▶ _AVAILABLE RECORDS_:
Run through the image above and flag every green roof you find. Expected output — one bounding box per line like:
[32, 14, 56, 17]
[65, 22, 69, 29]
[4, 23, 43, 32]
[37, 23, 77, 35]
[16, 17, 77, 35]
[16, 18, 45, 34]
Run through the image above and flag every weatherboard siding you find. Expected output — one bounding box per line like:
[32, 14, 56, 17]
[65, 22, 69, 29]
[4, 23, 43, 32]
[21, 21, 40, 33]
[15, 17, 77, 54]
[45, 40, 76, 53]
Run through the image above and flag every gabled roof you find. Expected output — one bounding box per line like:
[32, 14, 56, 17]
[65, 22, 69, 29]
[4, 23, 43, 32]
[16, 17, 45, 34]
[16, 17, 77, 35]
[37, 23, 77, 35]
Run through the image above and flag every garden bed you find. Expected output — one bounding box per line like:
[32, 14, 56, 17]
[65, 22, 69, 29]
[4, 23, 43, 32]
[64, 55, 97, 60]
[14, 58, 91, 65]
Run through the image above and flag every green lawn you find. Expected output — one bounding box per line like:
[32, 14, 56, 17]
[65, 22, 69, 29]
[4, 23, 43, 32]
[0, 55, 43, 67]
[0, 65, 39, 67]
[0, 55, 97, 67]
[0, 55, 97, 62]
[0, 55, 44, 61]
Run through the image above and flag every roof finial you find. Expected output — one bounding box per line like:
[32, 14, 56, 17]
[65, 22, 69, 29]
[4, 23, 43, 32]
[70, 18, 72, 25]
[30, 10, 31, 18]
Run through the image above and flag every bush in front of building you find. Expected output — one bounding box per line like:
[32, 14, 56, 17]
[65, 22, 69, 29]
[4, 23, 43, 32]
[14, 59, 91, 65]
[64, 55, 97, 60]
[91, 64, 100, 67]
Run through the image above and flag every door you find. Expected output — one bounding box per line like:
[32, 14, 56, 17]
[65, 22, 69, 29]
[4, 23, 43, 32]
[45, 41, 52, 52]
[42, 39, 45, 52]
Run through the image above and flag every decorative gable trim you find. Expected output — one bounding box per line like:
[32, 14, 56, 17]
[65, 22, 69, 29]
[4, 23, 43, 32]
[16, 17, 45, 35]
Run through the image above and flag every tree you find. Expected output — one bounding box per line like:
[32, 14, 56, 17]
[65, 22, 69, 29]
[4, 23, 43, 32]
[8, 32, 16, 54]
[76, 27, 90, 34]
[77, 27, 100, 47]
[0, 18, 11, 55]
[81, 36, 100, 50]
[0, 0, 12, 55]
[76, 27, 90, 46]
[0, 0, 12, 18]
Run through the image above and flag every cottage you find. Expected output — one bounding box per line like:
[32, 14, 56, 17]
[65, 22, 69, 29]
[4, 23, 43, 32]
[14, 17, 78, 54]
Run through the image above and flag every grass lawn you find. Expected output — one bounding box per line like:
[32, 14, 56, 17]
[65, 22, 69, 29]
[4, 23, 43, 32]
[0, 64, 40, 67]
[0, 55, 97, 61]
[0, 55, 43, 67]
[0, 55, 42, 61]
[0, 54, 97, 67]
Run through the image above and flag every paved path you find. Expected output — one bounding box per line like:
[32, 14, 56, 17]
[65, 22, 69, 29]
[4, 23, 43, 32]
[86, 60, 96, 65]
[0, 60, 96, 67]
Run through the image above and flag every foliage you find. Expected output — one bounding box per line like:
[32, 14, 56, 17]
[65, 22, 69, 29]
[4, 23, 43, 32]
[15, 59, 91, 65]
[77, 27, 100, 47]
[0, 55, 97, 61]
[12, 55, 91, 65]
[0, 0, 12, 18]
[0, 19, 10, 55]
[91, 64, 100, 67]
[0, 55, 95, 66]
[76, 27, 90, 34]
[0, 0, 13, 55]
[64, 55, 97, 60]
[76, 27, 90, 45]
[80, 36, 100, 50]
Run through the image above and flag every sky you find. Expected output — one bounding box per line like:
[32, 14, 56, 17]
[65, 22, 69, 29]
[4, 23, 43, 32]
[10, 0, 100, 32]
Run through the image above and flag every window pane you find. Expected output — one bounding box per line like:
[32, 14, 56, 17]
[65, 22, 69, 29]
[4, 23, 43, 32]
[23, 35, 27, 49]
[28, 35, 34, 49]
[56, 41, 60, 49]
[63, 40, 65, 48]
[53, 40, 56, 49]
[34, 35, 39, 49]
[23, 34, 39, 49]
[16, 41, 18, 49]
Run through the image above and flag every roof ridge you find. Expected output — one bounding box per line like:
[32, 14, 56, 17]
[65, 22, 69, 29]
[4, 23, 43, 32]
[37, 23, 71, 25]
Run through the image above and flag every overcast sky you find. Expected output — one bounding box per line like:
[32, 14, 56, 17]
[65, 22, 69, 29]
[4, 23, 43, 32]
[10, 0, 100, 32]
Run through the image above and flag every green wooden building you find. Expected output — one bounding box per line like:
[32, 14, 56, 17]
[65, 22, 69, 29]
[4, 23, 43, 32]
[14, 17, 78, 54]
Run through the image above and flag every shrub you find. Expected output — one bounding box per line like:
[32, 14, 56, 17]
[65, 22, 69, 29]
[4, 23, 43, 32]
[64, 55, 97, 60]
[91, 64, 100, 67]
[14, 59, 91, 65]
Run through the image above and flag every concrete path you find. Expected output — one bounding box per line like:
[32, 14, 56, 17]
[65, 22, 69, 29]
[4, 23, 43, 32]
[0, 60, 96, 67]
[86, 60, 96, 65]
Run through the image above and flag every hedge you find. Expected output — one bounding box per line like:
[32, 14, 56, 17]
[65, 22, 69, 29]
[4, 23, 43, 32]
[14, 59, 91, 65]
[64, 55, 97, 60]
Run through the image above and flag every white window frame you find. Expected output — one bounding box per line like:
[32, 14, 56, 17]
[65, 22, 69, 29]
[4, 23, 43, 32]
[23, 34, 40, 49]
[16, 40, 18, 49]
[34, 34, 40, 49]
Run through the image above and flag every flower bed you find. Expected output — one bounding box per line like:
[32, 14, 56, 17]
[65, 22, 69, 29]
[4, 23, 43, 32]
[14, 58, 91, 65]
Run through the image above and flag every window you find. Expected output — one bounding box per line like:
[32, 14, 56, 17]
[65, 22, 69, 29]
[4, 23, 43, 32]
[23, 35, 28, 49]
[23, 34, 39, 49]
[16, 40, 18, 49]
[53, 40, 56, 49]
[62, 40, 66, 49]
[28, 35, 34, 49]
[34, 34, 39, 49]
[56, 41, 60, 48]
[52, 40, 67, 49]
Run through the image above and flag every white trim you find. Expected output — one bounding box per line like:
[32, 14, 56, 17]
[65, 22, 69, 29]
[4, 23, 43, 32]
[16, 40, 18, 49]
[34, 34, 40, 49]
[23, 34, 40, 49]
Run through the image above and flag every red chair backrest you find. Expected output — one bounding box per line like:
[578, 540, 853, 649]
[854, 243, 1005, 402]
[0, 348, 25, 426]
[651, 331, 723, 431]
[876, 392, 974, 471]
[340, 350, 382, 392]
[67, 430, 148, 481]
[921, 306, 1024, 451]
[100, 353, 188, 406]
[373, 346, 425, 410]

▶ _REQUIRED ACTION_:
Repeat the lines above exactly.

▶ _FINISHED EXERCISE_:
Run through the image above and flag every green roof you find. Expected output — one bounding box per line like:
[32, 14, 56, 17]
[65, 22, 69, 29]
[4, 23, 43, 32]
[37, 23, 77, 35]
[16, 17, 77, 35]
[16, 18, 45, 34]
Run through the image above and flag every weatherboard siding you find. Expected output — one bounding box per line like:
[32, 14, 56, 17]
[65, 22, 69, 29]
[4, 23, 43, 32]
[21, 21, 40, 33]
[15, 17, 77, 54]
[45, 40, 76, 53]
Run through the image above and flag every gabled roof you find. Expected output — one bounding box per line like:
[32, 14, 56, 17]
[65, 22, 69, 29]
[4, 23, 43, 32]
[16, 17, 45, 34]
[16, 17, 77, 35]
[37, 23, 77, 35]
Run through the image above and flag every garden bed you find. Expected output — one bounding box per line like:
[32, 14, 56, 17]
[65, 22, 69, 29]
[4, 23, 43, 32]
[64, 55, 97, 60]
[14, 58, 91, 65]
Run through the image above and flag every green lawn you find. Expected output — one bounding box per line like:
[32, 14, 56, 17]
[65, 22, 69, 29]
[4, 23, 43, 32]
[0, 55, 43, 67]
[0, 65, 39, 67]
[0, 55, 97, 67]
[0, 55, 97, 62]
[0, 55, 44, 61]
Run through the image above and flag every roof finial you find. Expected output — one bounding box per line like:
[32, 14, 56, 17]
[65, 22, 69, 29]
[4, 23, 43, 32]
[70, 18, 72, 25]
[30, 10, 31, 18]
Run through the image above and flag every bush in front of building you find. Expected output — one bounding box per line like:
[32, 14, 56, 17]
[65, 22, 69, 29]
[4, 23, 43, 32]
[14, 59, 91, 65]
[64, 55, 97, 60]
[91, 64, 100, 67]
Run through the image above and flag every door you find. Expected output — one bounding box per line like:
[32, 14, 56, 17]
[65, 22, 69, 29]
[4, 23, 43, 32]
[45, 41, 52, 52]
[42, 39, 45, 52]
Run through the image above and flag every decorative gable trim you find. Expected output — one bounding box per line like:
[32, 14, 56, 17]
[65, 22, 69, 29]
[4, 23, 43, 32]
[16, 17, 45, 35]
Run through the image above and flag every tree you find. Expected output — one bounding box per line like:
[32, 14, 56, 17]
[65, 22, 69, 29]
[4, 23, 43, 32]
[8, 32, 16, 54]
[76, 27, 90, 34]
[77, 27, 100, 47]
[0, 18, 11, 55]
[81, 36, 100, 50]
[0, 0, 12, 55]
[76, 27, 90, 46]
[0, 0, 12, 18]
Run through the image above and flag every cottage you find. Expected output — one bounding box per line like:
[32, 14, 56, 17]
[65, 22, 69, 29]
[4, 23, 43, 32]
[14, 17, 78, 54]
Run through the image above and flag every grass lawn you find. Expected output — one bounding box per line like:
[32, 14, 56, 17]
[65, 22, 69, 29]
[4, 23, 43, 32]
[0, 64, 40, 67]
[0, 55, 97, 61]
[0, 55, 43, 67]
[0, 55, 42, 61]
[0, 54, 97, 67]
Run through the image above and flag every paved path you find. Expected output — one bounding box per line like:
[32, 14, 56, 17]
[65, 22, 69, 29]
[4, 23, 43, 32]
[86, 60, 96, 65]
[0, 60, 96, 67]
Run through the image above and flag every foliage you find. Expected output — one bounding box per line like:
[32, 14, 56, 17]
[65, 22, 69, 29]
[4, 23, 43, 32]
[15, 59, 91, 65]
[77, 27, 100, 47]
[0, 55, 97, 61]
[12, 55, 91, 65]
[0, 0, 12, 18]
[0, 19, 10, 55]
[91, 64, 100, 67]
[0, 55, 95, 66]
[76, 27, 90, 34]
[0, 0, 13, 55]
[64, 55, 97, 60]
[76, 27, 90, 45]
[80, 36, 100, 50]
Run through the image above and flag every sky you find. Expected output — one bounding box per line like:
[32, 14, 56, 17]
[65, 22, 69, 29]
[4, 23, 43, 32]
[10, 0, 100, 32]
Run through the image above and flag every window pane you find. Expected output — one bounding box per line like:
[32, 14, 56, 17]
[65, 22, 69, 29]
[4, 23, 43, 32]
[23, 35, 27, 49]
[28, 35, 34, 49]
[56, 41, 60, 49]
[63, 40, 65, 48]
[53, 40, 56, 49]
[34, 35, 39, 49]
[23, 34, 39, 49]
[16, 41, 18, 49]
Run through the image above and flag every roof ridge you find. Expected output — one bounding box per line like:
[32, 14, 56, 17]
[65, 22, 69, 29]
[4, 23, 43, 32]
[37, 23, 71, 25]
Run through the image above and flag every overcast sky you find. Expected output — one bounding box per line like:
[32, 14, 56, 17]
[65, 22, 69, 29]
[4, 23, 43, 32]
[10, 0, 100, 32]
Run through the image above and flag every green wooden building you find. Expected output — one bounding box per line like:
[32, 14, 56, 17]
[65, 22, 69, 29]
[4, 23, 43, 32]
[14, 17, 78, 54]
Run through the image above and flag every shrub you find. Expected output — one bounding box per line like:
[32, 14, 56, 17]
[65, 22, 69, 29]
[4, 23, 43, 32]
[64, 55, 97, 60]
[91, 64, 100, 67]
[14, 59, 91, 65]
Run through the image above and flag every concrete path you find. Expected output — one bounding box per line like:
[32, 14, 56, 17]
[65, 22, 69, 29]
[4, 23, 43, 32]
[0, 60, 96, 67]
[86, 60, 96, 65]
Run through the image above and flag every hedge you find. Expected output — one bounding box per line like:
[32, 14, 56, 17]
[65, 22, 69, 29]
[4, 23, 43, 32]
[14, 59, 91, 65]
[64, 55, 97, 60]
Run through the image above and flag every white window frame you find. Expected output — one bounding box per line like:
[32, 14, 56, 17]
[65, 22, 69, 29]
[4, 23, 43, 32]
[23, 34, 40, 49]
[16, 40, 18, 49]
[34, 34, 40, 49]
Run through the image above and flag every flower bed you find. Expected output — one bounding box per line like:
[32, 14, 56, 17]
[65, 22, 69, 29]
[4, 23, 43, 32]
[14, 58, 91, 65]
Run through the image above and flag every window you find. Expected output — one bounding box per line like:
[32, 14, 56, 17]
[65, 22, 69, 29]
[4, 23, 43, 32]
[23, 35, 28, 49]
[23, 34, 39, 49]
[16, 40, 18, 49]
[53, 40, 56, 49]
[62, 40, 66, 49]
[28, 35, 34, 49]
[34, 34, 39, 49]
[56, 41, 60, 48]
[52, 40, 67, 49]
Run through the image above and flag every white trim you find. Expected output — one bounding box per line like:
[32, 14, 56, 17]
[65, 22, 69, 29]
[4, 23, 43, 32]
[16, 40, 18, 49]
[34, 34, 40, 49]
[23, 34, 40, 49]
Run through the image above and flag every red chair backrest you find. Expected output — one bounding box per line like:
[578, 540, 853, 649]
[854, 243, 1005, 402]
[0, 348, 25, 426]
[651, 331, 723, 431]
[876, 392, 974, 471]
[340, 350, 382, 392]
[67, 430, 148, 481]
[921, 306, 1024, 451]
[100, 353, 188, 406]
[373, 346, 425, 410]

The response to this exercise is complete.